What is needed:
Beginning with the line where "target: green leaf" appears, restate the lines word for word through the last one in the listing.
────────────────
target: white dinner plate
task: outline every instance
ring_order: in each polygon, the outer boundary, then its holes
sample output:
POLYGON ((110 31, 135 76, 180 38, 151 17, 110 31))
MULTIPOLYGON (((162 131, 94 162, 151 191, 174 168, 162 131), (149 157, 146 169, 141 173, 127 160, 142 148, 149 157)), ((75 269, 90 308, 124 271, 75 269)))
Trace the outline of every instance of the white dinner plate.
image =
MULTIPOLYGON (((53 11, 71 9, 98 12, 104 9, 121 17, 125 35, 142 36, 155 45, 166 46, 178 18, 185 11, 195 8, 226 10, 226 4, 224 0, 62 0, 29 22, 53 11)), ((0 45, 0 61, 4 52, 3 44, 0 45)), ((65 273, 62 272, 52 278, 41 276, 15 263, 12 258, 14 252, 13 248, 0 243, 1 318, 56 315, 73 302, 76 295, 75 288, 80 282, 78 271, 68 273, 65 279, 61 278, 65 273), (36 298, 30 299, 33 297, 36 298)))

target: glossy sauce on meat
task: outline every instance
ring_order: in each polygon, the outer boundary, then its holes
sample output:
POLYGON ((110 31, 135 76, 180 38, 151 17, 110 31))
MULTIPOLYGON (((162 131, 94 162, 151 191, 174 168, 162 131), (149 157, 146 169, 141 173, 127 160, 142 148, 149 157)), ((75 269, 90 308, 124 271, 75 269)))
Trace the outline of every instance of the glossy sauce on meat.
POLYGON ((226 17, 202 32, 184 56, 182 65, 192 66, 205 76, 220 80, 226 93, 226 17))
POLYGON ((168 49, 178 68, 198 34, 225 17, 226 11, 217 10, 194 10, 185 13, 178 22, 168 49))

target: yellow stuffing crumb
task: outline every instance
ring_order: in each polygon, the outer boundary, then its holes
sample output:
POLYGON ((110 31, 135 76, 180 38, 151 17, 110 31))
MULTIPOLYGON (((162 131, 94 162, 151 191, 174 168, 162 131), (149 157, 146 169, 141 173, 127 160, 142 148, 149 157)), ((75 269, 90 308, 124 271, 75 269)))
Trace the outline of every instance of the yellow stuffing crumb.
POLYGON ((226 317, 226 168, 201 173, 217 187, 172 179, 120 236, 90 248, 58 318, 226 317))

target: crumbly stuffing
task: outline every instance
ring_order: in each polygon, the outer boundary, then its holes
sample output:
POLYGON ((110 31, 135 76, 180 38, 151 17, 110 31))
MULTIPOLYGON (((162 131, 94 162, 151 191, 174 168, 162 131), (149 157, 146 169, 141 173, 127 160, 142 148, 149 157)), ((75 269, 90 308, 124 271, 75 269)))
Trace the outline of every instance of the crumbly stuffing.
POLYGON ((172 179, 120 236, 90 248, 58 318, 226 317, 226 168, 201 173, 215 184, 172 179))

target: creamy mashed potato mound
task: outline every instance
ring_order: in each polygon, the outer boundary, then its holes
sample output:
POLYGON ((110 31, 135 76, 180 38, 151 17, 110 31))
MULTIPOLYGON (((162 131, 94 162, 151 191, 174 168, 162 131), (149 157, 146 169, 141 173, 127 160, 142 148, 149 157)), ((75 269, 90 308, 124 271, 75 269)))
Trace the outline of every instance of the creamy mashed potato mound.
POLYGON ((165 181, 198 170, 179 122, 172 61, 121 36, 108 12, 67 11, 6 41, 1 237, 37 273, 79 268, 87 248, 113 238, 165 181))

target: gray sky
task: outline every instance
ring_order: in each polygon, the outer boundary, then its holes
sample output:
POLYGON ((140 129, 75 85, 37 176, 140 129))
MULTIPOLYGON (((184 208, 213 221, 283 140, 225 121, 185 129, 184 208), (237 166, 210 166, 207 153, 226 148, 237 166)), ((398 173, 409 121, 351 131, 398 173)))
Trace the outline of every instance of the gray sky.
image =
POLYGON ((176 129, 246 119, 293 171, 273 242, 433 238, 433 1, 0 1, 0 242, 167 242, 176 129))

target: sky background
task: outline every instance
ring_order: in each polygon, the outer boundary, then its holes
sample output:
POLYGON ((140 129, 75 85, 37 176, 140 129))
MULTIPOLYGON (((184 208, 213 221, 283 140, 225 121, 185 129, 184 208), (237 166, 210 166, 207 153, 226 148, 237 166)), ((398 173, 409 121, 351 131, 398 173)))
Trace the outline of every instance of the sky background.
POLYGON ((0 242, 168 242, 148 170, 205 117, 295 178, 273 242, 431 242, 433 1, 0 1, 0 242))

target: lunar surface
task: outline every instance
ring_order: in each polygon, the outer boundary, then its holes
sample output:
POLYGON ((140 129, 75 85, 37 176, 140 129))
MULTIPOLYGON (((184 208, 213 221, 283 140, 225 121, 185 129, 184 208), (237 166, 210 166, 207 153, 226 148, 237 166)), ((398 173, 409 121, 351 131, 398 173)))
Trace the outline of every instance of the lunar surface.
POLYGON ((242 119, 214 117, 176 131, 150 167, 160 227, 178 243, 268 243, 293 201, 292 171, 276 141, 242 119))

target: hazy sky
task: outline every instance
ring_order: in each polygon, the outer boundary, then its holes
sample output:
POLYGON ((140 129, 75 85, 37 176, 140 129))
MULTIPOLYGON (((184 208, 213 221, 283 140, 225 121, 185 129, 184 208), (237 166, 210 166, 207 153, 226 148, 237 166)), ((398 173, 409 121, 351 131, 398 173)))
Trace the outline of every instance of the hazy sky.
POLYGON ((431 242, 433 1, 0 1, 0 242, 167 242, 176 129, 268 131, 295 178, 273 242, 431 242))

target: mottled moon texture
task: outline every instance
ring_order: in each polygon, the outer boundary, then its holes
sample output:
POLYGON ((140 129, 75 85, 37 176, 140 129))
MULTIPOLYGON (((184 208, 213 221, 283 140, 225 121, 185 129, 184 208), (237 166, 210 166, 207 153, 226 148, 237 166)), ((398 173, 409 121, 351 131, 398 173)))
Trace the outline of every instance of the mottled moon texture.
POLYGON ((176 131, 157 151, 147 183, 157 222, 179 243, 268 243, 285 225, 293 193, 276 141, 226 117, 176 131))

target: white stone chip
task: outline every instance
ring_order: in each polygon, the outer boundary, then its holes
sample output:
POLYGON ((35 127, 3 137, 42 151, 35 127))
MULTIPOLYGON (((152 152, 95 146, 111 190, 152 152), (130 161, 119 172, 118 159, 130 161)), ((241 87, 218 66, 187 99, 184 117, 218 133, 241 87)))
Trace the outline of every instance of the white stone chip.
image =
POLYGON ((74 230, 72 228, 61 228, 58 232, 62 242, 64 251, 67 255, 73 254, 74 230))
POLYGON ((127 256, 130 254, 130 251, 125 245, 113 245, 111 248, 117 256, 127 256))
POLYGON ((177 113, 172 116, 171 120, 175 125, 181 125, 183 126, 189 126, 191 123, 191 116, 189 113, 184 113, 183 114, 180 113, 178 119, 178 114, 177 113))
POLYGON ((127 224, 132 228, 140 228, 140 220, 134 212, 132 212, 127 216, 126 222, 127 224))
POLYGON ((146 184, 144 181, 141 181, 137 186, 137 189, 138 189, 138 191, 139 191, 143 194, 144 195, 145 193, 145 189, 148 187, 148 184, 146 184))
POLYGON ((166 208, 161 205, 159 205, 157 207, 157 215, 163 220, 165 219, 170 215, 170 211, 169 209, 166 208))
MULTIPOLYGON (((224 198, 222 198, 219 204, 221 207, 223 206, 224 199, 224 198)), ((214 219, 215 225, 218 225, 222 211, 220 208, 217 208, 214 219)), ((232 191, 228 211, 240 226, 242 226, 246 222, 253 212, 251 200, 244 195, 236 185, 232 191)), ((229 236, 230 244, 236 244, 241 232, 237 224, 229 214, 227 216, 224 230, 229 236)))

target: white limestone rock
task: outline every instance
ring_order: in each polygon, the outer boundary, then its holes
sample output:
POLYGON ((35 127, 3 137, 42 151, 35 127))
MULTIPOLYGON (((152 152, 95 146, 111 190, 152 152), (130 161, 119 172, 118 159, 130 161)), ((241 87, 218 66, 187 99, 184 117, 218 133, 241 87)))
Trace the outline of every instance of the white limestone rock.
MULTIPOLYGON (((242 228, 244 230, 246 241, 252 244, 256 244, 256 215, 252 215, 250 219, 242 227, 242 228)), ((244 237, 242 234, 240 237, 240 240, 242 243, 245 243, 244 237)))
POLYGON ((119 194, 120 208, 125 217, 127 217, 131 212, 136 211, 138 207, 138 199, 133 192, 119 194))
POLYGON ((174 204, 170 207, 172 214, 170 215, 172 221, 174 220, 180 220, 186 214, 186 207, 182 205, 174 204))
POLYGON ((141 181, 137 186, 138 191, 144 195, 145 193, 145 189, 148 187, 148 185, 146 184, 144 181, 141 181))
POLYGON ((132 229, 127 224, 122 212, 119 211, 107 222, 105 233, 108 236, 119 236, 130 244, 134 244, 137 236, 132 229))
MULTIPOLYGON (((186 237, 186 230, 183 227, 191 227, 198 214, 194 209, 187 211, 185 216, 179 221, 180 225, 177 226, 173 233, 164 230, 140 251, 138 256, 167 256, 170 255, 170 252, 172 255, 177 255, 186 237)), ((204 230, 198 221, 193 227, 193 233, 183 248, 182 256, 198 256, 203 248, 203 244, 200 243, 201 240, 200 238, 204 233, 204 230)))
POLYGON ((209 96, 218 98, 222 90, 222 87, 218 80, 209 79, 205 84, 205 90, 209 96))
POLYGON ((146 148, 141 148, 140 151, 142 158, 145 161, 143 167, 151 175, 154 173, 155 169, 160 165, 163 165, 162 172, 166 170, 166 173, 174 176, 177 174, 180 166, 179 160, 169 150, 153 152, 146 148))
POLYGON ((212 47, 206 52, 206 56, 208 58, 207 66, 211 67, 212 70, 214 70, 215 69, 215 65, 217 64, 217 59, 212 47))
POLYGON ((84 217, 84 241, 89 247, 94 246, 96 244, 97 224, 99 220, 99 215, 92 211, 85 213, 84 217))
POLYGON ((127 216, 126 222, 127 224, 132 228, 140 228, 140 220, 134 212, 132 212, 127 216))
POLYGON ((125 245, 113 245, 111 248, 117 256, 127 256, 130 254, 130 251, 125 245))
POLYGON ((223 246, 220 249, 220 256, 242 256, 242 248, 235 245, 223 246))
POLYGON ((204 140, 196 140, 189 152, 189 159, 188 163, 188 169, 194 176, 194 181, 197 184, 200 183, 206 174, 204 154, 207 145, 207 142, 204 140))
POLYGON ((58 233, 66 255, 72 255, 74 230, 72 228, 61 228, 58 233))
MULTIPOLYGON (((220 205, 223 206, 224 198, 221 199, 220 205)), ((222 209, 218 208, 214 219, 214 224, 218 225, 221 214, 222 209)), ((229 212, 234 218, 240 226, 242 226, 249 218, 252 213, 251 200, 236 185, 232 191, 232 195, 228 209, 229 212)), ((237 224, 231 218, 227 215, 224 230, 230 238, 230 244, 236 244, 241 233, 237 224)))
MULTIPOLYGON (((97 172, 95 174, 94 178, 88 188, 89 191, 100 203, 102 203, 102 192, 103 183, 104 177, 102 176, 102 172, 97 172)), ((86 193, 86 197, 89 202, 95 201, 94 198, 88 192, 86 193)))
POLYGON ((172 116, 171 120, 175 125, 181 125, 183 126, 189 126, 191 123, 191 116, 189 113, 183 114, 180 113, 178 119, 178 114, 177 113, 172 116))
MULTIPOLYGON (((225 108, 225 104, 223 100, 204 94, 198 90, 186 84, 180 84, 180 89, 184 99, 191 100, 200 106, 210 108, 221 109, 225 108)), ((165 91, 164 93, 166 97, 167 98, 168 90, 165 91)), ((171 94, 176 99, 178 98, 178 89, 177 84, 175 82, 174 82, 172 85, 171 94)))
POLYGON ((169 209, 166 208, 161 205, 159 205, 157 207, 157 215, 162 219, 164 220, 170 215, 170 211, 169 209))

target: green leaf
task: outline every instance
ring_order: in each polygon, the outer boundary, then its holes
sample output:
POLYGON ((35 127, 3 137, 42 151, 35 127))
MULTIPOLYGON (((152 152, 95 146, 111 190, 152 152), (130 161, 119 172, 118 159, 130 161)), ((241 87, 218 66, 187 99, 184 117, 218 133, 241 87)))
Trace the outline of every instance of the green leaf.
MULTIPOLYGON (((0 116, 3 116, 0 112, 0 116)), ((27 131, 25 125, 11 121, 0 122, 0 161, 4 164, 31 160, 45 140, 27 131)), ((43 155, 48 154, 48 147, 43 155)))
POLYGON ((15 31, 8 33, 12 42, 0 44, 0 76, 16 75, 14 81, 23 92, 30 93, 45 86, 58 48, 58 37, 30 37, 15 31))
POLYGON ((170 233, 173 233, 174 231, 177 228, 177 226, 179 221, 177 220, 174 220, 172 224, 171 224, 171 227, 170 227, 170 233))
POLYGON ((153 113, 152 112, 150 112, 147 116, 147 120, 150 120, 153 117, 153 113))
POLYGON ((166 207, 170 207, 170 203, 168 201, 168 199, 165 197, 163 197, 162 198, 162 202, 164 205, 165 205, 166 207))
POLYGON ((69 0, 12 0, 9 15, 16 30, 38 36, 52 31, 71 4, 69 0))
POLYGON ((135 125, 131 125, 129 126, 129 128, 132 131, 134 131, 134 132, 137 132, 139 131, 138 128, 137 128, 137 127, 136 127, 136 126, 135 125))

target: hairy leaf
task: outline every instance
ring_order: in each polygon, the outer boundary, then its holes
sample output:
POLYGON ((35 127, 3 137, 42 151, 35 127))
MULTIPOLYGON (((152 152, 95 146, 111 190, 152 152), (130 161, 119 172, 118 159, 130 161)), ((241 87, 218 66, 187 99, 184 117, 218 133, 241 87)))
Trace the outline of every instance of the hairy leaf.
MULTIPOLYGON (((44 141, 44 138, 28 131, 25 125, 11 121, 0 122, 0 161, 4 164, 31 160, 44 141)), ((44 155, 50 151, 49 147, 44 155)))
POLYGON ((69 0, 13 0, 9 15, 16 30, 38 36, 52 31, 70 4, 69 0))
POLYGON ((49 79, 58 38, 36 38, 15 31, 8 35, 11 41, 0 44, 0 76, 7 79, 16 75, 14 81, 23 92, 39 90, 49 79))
────────────────
Correct output:
target: green leaf
task: outline every instance
ring_order: in each polygon, the outer boundary, then its holes
sample output:
POLYGON ((35 127, 3 137, 42 151, 35 127))
MULTIPOLYGON (((152 152, 95 146, 111 190, 152 152), (130 161, 119 172, 118 159, 130 161)), ((241 87, 218 66, 187 99, 184 117, 218 133, 241 87)))
Trace the outline of every instance of the green leaf.
MULTIPOLYGON (((0 116, 3 116, 0 112, 0 116)), ((27 131, 25 125, 11 121, 0 122, 0 161, 4 164, 31 160, 45 140, 27 131)), ((43 155, 48 154, 48 147, 43 155)))
POLYGON ((15 31, 8 33, 12 42, 0 44, 0 76, 16 75, 14 81, 23 92, 30 93, 45 86, 58 48, 58 37, 30 37, 15 31))
POLYGON ((170 233, 173 233, 174 231, 177 228, 177 226, 179 221, 177 220, 174 220, 172 224, 171 224, 171 227, 170 227, 170 233))
POLYGON ((153 113, 152 112, 150 112, 147 116, 147 120, 150 120, 153 117, 153 113))
POLYGON ((166 207, 170 207, 170 203, 168 201, 168 199, 165 197, 163 197, 162 198, 162 202, 164 205, 165 205, 166 207))
POLYGON ((69 0, 12 0, 9 15, 16 30, 38 36, 52 31, 71 4, 69 0))
POLYGON ((135 125, 131 125, 129 126, 129 128, 132 131, 134 131, 134 132, 137 132, 139 131, 138 128, 137 128, 137 127, 136 127, 136 126, 135 125))

target: hairy leaf
task: outline every instance
ring_order: in each polygon, the outer boundary, then its holes
sample output:
POLYGON ((35 127, 3 137, 42 151, 35 127))
MULTIPOLYGON (((152 152, 95 146, 111 190, 152 152), (130 161, 119 172, 118 159, 130 161)), ((241 87, 218 66, 187 99, 184 117, 218 133, 241 87)))
Trace the outline of every instance of the hairy leaf.
MULTIPOLYGON (((44 141, 44 138, 28 131, 25 125, 11 121, 0 122, 0 161, 4 164, 31 160, 44 141)), ((44 155, 50 151, 49 147, 44 155)))
POLYGON ((69 0, 13 0, 9 15, 16 30, 38 36, 52 31, 70 4, 69 0))
POLYGON ((49 79, 58 38, 36 38, 15 31, 8 35, 11 41, 0 44, 0 76, 7 79, 16 75, 14 81, 23 92, 39 90, 49 79))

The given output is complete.